▶ Excerpt provided:
There is some correlation between wealth and a high infection rate, since Bavaria and Baden-Württemberg have high rates of confirmed cases and the East German states have low ones. However, Frankfurt’s rate is fairly low as well, as are the rates of surrounding suburbs like Offenbach and Darmstadt. Frankfurt is not as rich as Munich, but like Hamburg and Stuttgart, it is fairly close, all three metro regions surpassing Ile-de-France and roughly matching London per Eurostat’s per capita market income net of rent and interest table.
In particular, it is unlikely that the greater international connections of rich cities like Munich explain why they have higher rates. Frankfurt Airport is the primary international hub in Germany, with many passengers standing in line at the terminal and coughing on other people. It would have been the easiest for imported infections to arise there rather than in the Rhineland, and yet it doesn’t have a major cluster.
Frankfurt also has extensive O&D business travel; Wikipedia puts it third after Berlin and Munich, but Frankfurt’s visitors are most likely disproportionately business travelers rather than tourists. This is important, since February and March are low season for tourism, whereas business travelers are if anything more likely to be going to Frankfurt during low season because during the summer high season they go on vacation in more interesting places.
So, is urban density more vulnerable to infectious diseases?

▶ Items from a dataset:
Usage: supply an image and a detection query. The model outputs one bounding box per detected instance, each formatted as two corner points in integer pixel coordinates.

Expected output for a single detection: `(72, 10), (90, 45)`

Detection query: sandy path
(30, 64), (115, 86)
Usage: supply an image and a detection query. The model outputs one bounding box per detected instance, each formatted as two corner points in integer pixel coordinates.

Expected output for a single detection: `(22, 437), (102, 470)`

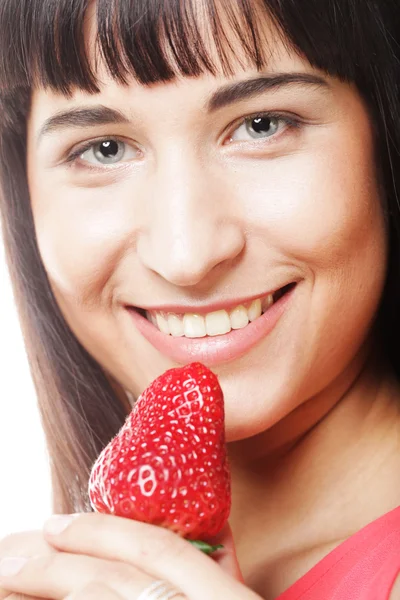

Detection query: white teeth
(146, 294), (284, 338)
(183, 314), (207, 338)
(230, 306), (249, 329)
(168, 315), (185, 337)
(248, 298), (262, 321)
(261, 294), (274, 312)
(206, 310), (231, 335)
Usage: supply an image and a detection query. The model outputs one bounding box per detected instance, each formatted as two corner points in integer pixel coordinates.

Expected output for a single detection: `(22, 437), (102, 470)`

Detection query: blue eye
(229, 113), (300, 142)
(67, 138), (138, 166)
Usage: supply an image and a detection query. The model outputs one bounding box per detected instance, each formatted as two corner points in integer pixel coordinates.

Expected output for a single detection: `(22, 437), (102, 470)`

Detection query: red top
(276, 506), (400, 600)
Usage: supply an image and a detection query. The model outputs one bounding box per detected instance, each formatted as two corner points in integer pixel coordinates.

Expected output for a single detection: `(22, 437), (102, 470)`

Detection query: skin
(0, 4), (400, 600)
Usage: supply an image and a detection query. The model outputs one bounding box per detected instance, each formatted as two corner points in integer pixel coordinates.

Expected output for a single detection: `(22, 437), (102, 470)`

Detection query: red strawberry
(89, 363), (231, 551)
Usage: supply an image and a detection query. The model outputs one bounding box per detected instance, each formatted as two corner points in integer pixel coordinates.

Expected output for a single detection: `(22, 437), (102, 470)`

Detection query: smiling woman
(0, 0), (400, 600)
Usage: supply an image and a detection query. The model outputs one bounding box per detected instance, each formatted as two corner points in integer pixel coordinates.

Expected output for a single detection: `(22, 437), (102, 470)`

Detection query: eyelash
(65, 112), (303, 171)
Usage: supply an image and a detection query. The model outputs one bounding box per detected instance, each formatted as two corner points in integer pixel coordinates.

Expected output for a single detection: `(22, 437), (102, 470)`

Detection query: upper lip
(126, 281), (297, 315)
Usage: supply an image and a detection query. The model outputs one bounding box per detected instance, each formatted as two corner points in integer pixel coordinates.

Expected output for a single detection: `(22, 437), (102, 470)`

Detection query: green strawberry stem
(188, 540), (223, 554)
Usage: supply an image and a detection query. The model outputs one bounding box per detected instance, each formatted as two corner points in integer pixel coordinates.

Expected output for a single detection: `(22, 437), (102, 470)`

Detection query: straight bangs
(0, 0), (399, 96)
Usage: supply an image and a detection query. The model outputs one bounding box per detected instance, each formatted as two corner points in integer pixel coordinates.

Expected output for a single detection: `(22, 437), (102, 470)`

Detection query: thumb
(207, 523), (244, 583)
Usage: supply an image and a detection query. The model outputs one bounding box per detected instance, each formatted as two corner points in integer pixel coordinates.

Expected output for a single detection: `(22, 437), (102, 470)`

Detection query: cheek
(234, 132), (386, 274)
(32, 182), (134, 302)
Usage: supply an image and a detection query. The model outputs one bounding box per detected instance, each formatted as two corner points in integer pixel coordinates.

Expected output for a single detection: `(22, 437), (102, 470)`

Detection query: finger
(0, 529), (58, 600)
(44, 513), (255, 600)
(65, 582), (123, 600)
(0, 552), (185, 600)
(207, 523), (244, 583)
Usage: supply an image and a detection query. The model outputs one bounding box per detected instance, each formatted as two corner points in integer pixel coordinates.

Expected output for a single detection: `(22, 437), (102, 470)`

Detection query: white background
(0, 235), (51, 538)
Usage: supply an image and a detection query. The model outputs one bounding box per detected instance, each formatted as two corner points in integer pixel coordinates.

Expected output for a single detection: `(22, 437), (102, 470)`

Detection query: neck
(229, 346), (400, 574)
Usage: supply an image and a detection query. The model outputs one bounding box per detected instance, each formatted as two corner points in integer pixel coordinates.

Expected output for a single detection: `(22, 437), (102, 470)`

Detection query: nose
(137, 152), (245, 287)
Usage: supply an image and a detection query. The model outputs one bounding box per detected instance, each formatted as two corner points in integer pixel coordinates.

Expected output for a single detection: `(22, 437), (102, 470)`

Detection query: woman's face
(28, 18), (386, 441)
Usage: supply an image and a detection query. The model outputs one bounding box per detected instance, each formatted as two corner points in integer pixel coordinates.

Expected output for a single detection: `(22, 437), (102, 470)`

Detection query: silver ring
(137, 579), (186, 600)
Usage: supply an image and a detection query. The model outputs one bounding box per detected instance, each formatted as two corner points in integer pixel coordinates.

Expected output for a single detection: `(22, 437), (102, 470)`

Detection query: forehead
(29, 28), (316, 124)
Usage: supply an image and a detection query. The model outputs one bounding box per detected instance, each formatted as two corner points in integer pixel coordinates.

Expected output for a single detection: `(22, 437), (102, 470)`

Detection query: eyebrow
(37, 73), (330, 143)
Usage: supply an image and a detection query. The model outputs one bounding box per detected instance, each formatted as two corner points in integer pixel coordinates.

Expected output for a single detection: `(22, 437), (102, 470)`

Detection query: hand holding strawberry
(89, 363), (231, 552)
(0, 364), (261, 600)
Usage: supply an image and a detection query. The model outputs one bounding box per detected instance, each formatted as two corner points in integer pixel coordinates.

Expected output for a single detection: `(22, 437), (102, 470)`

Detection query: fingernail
(0, 556), (28, 577)
(43, 514), (78, 535)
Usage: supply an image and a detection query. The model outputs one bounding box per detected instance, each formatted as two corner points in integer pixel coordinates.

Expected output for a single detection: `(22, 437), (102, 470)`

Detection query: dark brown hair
(0, 0), (400, 513)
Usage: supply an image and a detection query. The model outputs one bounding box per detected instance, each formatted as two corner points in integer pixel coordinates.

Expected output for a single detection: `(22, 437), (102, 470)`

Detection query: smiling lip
(126, 286), (297, 367)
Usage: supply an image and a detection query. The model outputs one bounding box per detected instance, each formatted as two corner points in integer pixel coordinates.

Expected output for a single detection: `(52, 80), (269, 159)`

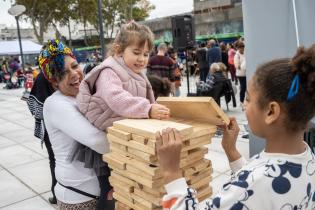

▶ About this task: Continue the passage on infection rates in German cities, starting right after its last sentence.

▶ Answer to the problem:
Probably not. Rural Germany has some areas with Korean levels of confirmed cases per capita, and some where 1% of the population and counting has tested positive. Overall, there isn’t much of an urban-rural difference – the 15 largest cities in Germany collectively have the same rate as the rest of the country, and moreover, where there are notable state-level patterns, they also hold for the states’ big cities. If Munich’s high infection rate is caused by its high rate of U- and S-Bahn usage, then the suburbs should have lower infection rates (they’re more auto-oriented) and the rest of Bavaria should be much lower; in reality, nearly the entirety of Bavaria has high rates.
The highest density in the developed world does not exist in Germany. German neighborhoods top at 15,000/km^2, with individual sections scratching 20,000; Paris tops at 40,000 in the 11th Arrondissement, New York scratches 50,000 on the Upper East Side, and Hong Kong has entire districts in the 50s. So the “density doesn’t matter” null hypothesis, while amply supported on German data, requires some extrapolation for the handful of world cities with the highest density.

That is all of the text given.